Start of MATERIAL TO PROCESS

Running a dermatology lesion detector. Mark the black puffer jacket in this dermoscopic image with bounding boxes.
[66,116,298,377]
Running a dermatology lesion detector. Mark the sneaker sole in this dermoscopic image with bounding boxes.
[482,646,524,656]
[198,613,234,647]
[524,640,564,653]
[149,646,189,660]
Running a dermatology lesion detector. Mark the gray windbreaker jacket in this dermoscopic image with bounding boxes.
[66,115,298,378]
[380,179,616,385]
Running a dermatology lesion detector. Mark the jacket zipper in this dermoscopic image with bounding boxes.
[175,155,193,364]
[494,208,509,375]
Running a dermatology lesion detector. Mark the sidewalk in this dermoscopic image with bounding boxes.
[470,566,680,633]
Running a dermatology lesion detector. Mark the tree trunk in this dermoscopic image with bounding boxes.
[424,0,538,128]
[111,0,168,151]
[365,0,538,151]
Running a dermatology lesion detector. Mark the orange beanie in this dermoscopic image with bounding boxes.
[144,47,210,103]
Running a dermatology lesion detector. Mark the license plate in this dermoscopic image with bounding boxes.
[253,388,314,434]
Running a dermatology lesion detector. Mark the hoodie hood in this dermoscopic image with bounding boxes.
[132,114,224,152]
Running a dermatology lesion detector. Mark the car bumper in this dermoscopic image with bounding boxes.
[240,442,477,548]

End of MATERIAL TO PROCESS
Start of MATERIAL TO PROCESS

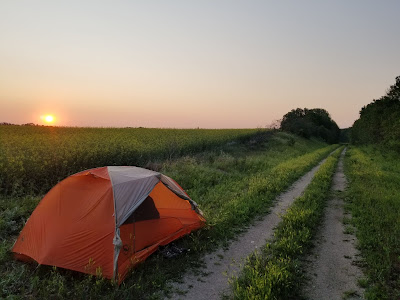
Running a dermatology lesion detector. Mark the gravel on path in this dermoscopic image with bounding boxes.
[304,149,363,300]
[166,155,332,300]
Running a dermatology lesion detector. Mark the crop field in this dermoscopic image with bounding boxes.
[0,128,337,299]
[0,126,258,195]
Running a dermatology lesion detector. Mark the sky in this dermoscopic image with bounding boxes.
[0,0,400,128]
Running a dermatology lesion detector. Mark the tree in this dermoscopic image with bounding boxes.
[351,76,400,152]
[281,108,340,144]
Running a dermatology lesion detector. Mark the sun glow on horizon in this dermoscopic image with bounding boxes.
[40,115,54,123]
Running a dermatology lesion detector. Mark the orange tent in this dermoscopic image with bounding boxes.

End of MATERIAL TO PROCESS
Start of MATERIAL TO PROCESS

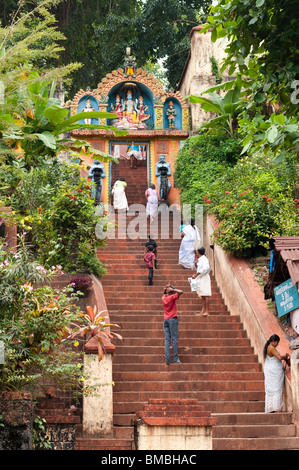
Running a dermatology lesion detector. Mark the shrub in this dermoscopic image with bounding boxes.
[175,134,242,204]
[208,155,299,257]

End of MATERIAL TO PROCESS

Convert the material into a numbered list, starting with the line that contains "Running a dermatology lesion detector. Mark the black" and continuing through the line that contains "[380,179,616,385]", both included. Omit blank lines.

1. Running a dermatology lesion detector. Mark the black puffer jacket in this dermoscopic image with bounding boxes.
2. [66,116,298,377]
3. Running a dermatology lesion detector. Mark the sneaker sole in this dermoscopic image with bounding boxes.
4. [482,646,524,656]
5. [198,613,234,647]
6. [524,640,564,653]
7. [149,646,189,660]
8. Running a dermatology lesion detector. Mark the gray windbreaker jacket in this dermoscopic image with bounding boxes.
9. [66,115,298,378]
10. [380,179,616,385]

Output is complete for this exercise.